Provided text:
┄┄┄┄┄┄┄┄┄┄
Documents found in this filing:

  1. 8-K
  2. 8-K
e8vk
 
 
UNITED STATES
SECURITIES AND EXCHANGE COMMISSION
Washington, D.C. 20549
 
FORM 8-K
____________________________
CURRENT REPORT
Pursuant to Section 13 OR 15(d) of The Securities Exchange Act of 1934
Date of Report (Date of earliest event reported) August 2, 2010
MIDWEST BANC HOLDINGS, INC.
(Exact Name of Registrant as Specified in Its Charter)
 
         
Delaware
(State or other jurisdiction
of incorporation)
  001-13735
(Commission File Number)
  36-3252484
(IRS Employer
Identification No.)
     
P.O.Box 1547    
Melrose Park, Illinois
(Address of principal executive offices)
  60161
(Zip Code)
Registrant’s telephone number, including area code: (708) 865-1053
N/A
(Former name or former address, if changed since last report)
 
Check the appropriate box below if the Form 8-K filing is intended to simultaneously satisfy the filing obligation of the registrant under any of the following provisions (see General Instruction A.2. below):
o   Written communications pursuant to Rule 425 under the Securities Act (17 CFR 230.425)
o   Soliciting material pursuant to Rule 14a-12 under the Exchange Act (17 CFR 240.14a-12)
o   Pre-commencement communications pursuant to Rule 14d-2(b) under the Exchange Act (17 CFR 240.14d-2(b))
o   Pre-commencement communications pursuant to Rule 13e-4(c) under the Exchange Act (17 CFR 240.13e-4(c))
┄┄┄┄┄┄┄┄┄┄
[Excerpts from location labeling data]

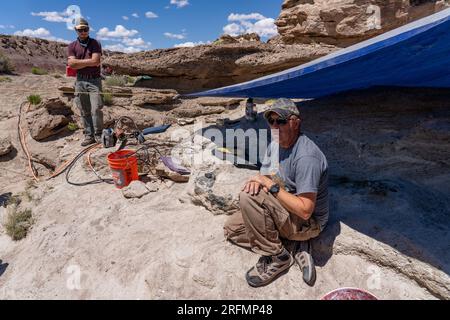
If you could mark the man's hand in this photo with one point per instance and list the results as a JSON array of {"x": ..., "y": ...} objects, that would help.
[
  {"x": 77, "y": 64},
  {"x": 256, "y": 183}
]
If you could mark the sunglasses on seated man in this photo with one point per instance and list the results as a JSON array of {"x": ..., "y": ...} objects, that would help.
[{"x": 279, "y": 121}]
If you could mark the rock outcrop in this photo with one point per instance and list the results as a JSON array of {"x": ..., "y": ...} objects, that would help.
[
  {"x": 212, "y": 66},
  {"x": 25, "y": 53},
  {"x": 48, "y": 118},
  {"x": 345, "y": 22},
  {"x": 5, "y": 146}
]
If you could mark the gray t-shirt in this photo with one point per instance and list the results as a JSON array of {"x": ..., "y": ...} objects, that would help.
[{"x": 303, "y": 168}]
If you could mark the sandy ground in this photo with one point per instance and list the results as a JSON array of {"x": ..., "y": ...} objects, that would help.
[{"x": 92, "y": 243}]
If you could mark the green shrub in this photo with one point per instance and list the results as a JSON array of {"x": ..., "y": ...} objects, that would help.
[
  {"x": 5, "y": 79},
  {"x": 34, "y": 99},
  {"x": 107, "y": 99},
  {"x": 38, "y": 71},
  {"x": 5, "y": 65},
  {"x": 18, "y": 223},
  {"x": 217, "y": 42},
  {"x": 116, "y": 81},
  {"x": 130, "y": 79},
  {"x": 72, "y": 126}
]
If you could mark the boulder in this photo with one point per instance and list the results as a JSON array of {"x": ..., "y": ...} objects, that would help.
[
  {"x": 163, "y": 172},
  {"x": 48, "y": 118},
  {"x": 212, "y": 66},
  {"x": 197, "y": 111},
  {"x": 345, "y": 22},
  {"x": 5, "y": 146},
  {"x": 217, "y": 188},
  {"x": 223, "y": 102},
  {"x": 228, "y": 39},
  {"x": 156, "y": 97}
]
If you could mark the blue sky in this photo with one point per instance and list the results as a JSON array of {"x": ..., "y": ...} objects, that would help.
[{"x": 133, "y": 25}]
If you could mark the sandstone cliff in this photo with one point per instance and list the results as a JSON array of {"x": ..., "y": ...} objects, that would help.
[{"x": 345, "y": 22}]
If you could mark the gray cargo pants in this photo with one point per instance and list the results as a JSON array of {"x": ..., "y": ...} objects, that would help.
[
  {"x": 262, "y": 221},
  {"x": 90, "y": 103}
]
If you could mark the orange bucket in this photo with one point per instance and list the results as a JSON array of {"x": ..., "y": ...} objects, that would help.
[{"x": 124, "y": 167}]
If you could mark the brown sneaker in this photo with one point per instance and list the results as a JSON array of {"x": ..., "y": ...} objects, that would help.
[
  {"x": 268, "y": 268},
  {"x": 87, "y": 141},
  {"x": 302, "y": 255}
]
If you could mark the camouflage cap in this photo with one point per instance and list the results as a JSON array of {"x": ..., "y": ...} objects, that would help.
[
  {"x": 284, "y": 108},
  {"x": 81, "y": 23}
]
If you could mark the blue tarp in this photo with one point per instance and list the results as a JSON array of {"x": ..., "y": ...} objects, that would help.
[{"x": 415, "y": 55}]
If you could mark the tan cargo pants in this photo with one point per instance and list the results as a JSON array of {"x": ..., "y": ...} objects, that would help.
[{"x": 262, "y": 221}]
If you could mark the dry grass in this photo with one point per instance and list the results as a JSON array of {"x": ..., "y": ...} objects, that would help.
[{"x": 18, "y": 223}]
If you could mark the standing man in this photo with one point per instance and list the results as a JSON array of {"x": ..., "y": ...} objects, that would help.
[
  {"x": 84, "y": 55},
  {"x": 288, "y": 199}
]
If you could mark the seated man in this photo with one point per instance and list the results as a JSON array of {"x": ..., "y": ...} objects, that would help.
[{"x": 288, "y": 199}]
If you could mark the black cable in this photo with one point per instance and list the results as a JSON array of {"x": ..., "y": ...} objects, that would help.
[{"x": 81, "y": 184}]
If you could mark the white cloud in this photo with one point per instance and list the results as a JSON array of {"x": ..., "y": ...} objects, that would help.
[
  {"x": 138, "y": 42},
  {"x": 174, "y": 36},
  {"x": 233, "y": 29},
  {"x": 244, "y": 17},
  {"x": 39, "y": 33},
  {"x": 180, "y": 3},
  {"x": 122, "y": 48},
  {"x": 119, "y": 32},
  {"x": 188, "y": 44},
  {"x": 242, "y": 23},
  {"x": 151, "y": 15},
  {"x": 52, "y": 16}
]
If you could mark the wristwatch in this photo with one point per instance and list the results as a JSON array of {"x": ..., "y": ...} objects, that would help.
[{"x": 274, "y": 189}]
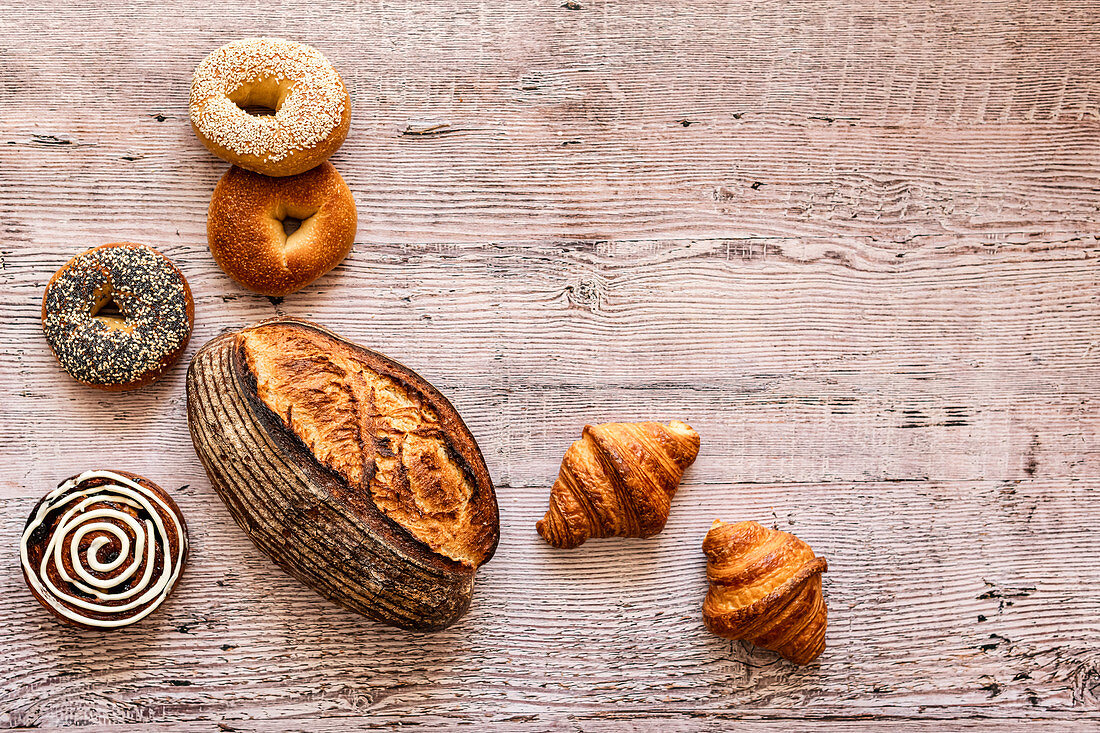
┄┄┄┄┄┄┄┄┄┄
What to do:
[A] Answer these questions from the Form 8-K filing:
(i) In which state is the registrant incorporated?
(ii) What is the date of the earliest event reported?
(iii) What is the zip code of the principal executive offices?
[B] In the Form 8-K filing, shorten the paragraph beginning "Check the appropriate box below" while keeping its main facts.
[C] Repeat the part of the Form 8-K filing starting with "Check the appropriate" and going on through "(17 CFR 230.425)".

Responses:
[A]
(i) Delaware
(ii) August 2, 2010
(iii) 60161

[B] Mark the matching box if this Form 8-K filing also meets the registrant's filing obligation under any of the provisions listed (see General Instruction A.2.).

[C]
Check the appropriate box below if the Form 8-K filing is intended to simultaneously satisfy the filing obligation of the registrant under any of the following provisions (see General Instruction A.2. below):
o   Written communications pursuant to Rule 425 under the Securities Act (17 CFR 230.425)